Stored data entries:
§

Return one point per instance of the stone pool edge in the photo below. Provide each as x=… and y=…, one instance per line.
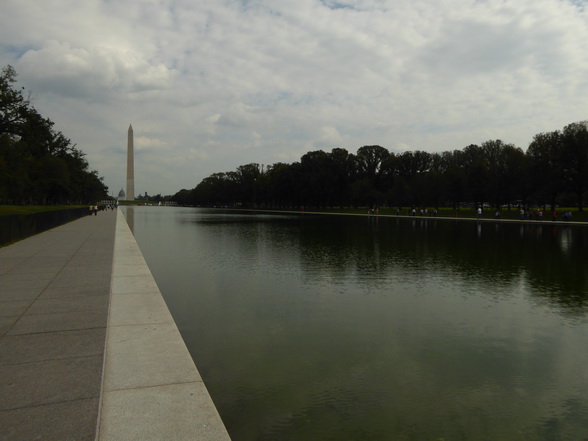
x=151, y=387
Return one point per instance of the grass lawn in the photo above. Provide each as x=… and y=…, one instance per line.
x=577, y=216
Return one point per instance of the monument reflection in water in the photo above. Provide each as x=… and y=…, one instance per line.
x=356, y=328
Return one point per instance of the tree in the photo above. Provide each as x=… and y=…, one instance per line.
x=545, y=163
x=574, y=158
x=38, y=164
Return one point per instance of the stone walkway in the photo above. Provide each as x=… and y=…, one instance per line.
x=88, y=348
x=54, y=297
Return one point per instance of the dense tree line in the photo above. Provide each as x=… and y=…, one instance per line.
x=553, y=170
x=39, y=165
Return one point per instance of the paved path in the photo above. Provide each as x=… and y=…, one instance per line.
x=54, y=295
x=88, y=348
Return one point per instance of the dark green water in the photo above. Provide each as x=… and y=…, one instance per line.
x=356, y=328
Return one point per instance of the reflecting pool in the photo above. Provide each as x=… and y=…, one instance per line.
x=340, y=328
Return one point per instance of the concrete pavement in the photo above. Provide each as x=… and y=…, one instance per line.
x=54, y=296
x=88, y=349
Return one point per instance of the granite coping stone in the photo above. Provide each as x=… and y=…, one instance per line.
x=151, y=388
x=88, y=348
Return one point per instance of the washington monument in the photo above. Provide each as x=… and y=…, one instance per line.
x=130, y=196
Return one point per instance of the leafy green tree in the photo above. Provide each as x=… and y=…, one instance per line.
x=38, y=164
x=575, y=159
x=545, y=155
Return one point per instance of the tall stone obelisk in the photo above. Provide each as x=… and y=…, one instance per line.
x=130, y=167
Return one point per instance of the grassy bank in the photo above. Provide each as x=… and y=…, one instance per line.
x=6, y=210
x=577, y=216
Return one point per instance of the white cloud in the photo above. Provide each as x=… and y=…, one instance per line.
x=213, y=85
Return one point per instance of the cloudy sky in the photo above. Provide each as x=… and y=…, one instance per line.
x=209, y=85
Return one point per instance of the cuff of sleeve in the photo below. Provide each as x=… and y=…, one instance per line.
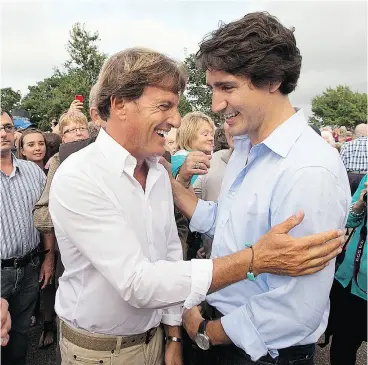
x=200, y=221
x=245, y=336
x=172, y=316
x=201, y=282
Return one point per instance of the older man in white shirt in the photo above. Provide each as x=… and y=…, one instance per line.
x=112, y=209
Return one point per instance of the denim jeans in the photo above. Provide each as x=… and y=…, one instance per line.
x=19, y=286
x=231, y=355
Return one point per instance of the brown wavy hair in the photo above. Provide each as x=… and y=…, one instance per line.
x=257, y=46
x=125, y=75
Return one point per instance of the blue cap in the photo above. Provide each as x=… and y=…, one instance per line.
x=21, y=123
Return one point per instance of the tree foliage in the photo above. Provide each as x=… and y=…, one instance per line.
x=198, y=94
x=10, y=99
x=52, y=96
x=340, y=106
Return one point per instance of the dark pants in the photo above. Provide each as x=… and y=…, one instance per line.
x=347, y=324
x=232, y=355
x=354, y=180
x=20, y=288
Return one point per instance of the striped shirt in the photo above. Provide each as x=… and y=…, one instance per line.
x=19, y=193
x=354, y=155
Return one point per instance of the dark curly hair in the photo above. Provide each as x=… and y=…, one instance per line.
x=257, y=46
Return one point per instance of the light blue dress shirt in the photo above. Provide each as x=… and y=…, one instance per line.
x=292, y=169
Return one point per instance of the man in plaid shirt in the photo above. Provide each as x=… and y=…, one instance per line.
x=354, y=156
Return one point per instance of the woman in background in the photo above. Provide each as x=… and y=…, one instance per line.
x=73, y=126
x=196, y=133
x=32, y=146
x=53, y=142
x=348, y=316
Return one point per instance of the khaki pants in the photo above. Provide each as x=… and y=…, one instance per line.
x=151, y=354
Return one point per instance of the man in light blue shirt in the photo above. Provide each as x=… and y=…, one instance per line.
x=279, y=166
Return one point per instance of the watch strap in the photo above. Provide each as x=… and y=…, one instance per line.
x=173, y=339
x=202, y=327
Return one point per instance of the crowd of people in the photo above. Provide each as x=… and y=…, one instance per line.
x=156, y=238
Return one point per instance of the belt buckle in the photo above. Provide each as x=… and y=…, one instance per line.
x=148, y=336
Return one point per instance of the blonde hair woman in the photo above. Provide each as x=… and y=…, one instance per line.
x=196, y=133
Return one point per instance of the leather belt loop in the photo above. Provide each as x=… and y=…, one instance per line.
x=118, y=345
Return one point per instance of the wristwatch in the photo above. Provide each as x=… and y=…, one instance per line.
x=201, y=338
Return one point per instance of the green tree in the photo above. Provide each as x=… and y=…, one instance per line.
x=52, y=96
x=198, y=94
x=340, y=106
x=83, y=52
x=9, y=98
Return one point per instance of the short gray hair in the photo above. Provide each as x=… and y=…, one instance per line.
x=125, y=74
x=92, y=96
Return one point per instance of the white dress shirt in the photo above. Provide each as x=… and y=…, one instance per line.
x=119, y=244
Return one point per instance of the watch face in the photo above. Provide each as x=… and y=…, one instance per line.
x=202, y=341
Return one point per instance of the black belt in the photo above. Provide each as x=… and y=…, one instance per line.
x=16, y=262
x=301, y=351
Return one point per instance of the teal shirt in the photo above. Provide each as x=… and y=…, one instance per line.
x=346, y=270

§

- [To do]: All the records above need to be given again word for word. Skip the pictures.

- [Answer]:
Return one point per instance of the stone pool edge in the photo below. Provide each as x=… and y=…, one instance per line.
x=151, y=387
Return one point per instance of the grass lawn in the photo above. Provide each as x=… and y=…, one instance per line.
x=577, y=216
Return one point per instance of the monument reflection in water in the photo above. Provide each as x=… and y=…, one instance per line.
x=356, y=328
Return one point per instance of the tree in the photo above. Provide each as x=… and y=…, one instance per line.
x=545, y=163
x=574, y=158
x=38, y=164
Return one point per instance of the stone walkway in the photo above. Provide each as x=… and y=…, one instance per line.
x=88, y=348
x=54, y=297
Return one point per instance of the dense tree line in the photo above. Provide each as x=… and y=…, one instance per line.
x=553, y=170
x=39, y=165
Return one point per instance of the paved path in the photo above. Provide each as x=… and y=…, one instance per line.
x=54, y=295
x=88, y=348
Return one point per instance of the dark green water in the photo above. Provide each as x=… and y=…, one instance per line.
x=356, y=328
Return one point per instance of the reflecting pool in the photo above. Provide each as x=… and y=…, one instance per line.
x=340, y=328
Return one point per instance of the concrete pavement in the photo above. Provide each as x=… and y=…, one instance per line.
x=54, y=296
x=88, y=349
Return one point per instance of the granite coping stone in the photo above. Provide each as x=… and y=…, one instance per line.
x=151, y=388
x=88, y=348
Return one point per instance of the washington monument in the photo above. Provide each as x=… and y=…, one instance per line.
x=130, y=196
Return one point per instance of the leafy green tree in the photo above. Provide each as x=… and y=…, one instance per line.
x=38, y=164
x=575, y=159
x=545, y=155
Return one point per instance of the tall stone obelisk in the photo above. Provide each as x=… and y=…, one instance per line.
x=130, y=167
Return one point per instance of the grassy bank in the photo above. Provide each as x=… and y=…, one instance per line.
x=6, y=210
x=577, y=216
Return one point per instance of the white cloud in the photo above. Provide each as x=… and y=…, one instance per line.
x=213, y=85
Return one point per instance of the cloudy sky in the photo above. Provide each as x=… and y=…, one instance per line.
x=209, y=85
Return one point per instance of the cuff of sleeve in the photo below. Provide each as x=… and y=…, one instance per line.
x=200, y=221
x=245, y=336
x=172, y=316
x=201, y=282
Return one point per instance of the older man in white shirt in the photo above. Provide each as x=… and y=…, one instance per line.
x=112, y=209
Return one point per instance of the denim jeans in the photo above. Provide each as x=… and y=…, one instance per line.
x=19, y=286
x=231, y=355
Return one point per instance of the brown wavy hair in the photo above. Provide each as x=… and y=…, one instance per line.
x=257, y=46
x=125, y=75
Return one point per instance of the blue cap in the photo above. Provide each as x=… and y=…, one instance per line.
x=21, y=123
Return one point per instance of the tree foliage in the photo above. Provide each as x=… and y=…, one instance per line.
x=198, y=94
x=10, y=99
x=52, y=96
x=340, y=106
Return one point per instance of the dark pants in the photo above. Provide each as x=… and y=…, one instance per line.
x=347, y=324
x=232, y=355
x=354, y=180
x=20, y=288
Return one point per instance of the striped shirt in the photo above. Provide each as x=… and y=…, one instance per line.
x=19, y=193
x=354, y=155
Return one point per instance of the dark curly hair in the photo above. Provide each as x=… and y=…, one instance per line.
x=257, y=46
Return one point per instance of the light blue dress shirt in the photo above. Provide each as x=… and y=…, one instance per line.
x=292, y=169
Return one point per instance of the man in plaid shirt in the photo above. Provide each as x=… and y=…, one instance per line.
x=354, y=156
Return one point per instance of the woman in background in the photo above. Provide each as x=… and y=…, one instance per line.
x=73, y=126
x=196, y=133
x=32, y=146
x=53, y=142
x=348, y=316
Return one point per instance of the khaki pants in the photo above. Provide each as x=… and y=…, one instance per line.
x=151, y=354
Return one point per instance of the man in light blue shirt in the photo above. Provide each as x=… and y=…, one instance per line.
x=279, y=166
Return one point per instance of the watch strap in the photo above. Provide each as x=… and y=…, one instance per line.
x=173, y=339
x=202, y=327
Return one point per instance of the crowd of people in the photo above. Provide each as x=… and y=…, one instance per line.
x=156, y=238
Return one point per instance of the belt buckle in the photo above. Provide each as x=… and y=…, one instance per line.
x=148, y=336
Return one point per instance of the blonde hair woman in the photo above. Provide each as x=… and y=…, one instance per line.
x=196, y=133
Return one point per instance of the leather belt loop in the photo above. Provide each as x=… and y=…, one instance per line.
x=118, y=345
Return one point per instance of the wristwatch in the photo above. Provide each as x=… and y=…, one instance per line.
x=201, y=338
Return one point per instance of the green tree in the photo above. Provide each as x=… and y=…, one instance per line.
x=52, y=96
x=198, y=94
x=340, y=106
x=83, y=52
x=9, y=98
Return one point per instance of the short gray hair in the photo above. Provide each as x=… and y=…, one instance per line.
x=125, y=74
x=92, y=96
Return one point per instance of the white dress shirt in the photo above. Provide each as x=… and y=…, one instance per line.
x=119, y=244
Return one point per instance of the watch face in the photo above. Provide each as x=… and y=…, one instance per line.
x=202, y=341
Return one point per instance of the black belt in the photo above. Provide each as x=… and y=…, one instance per line.
x=16, y=262
x=301, y=351
Return one point per instance of the teal shirt in the photo above. Provide each as x=… and y=…, one instance per line.
x=346, y=270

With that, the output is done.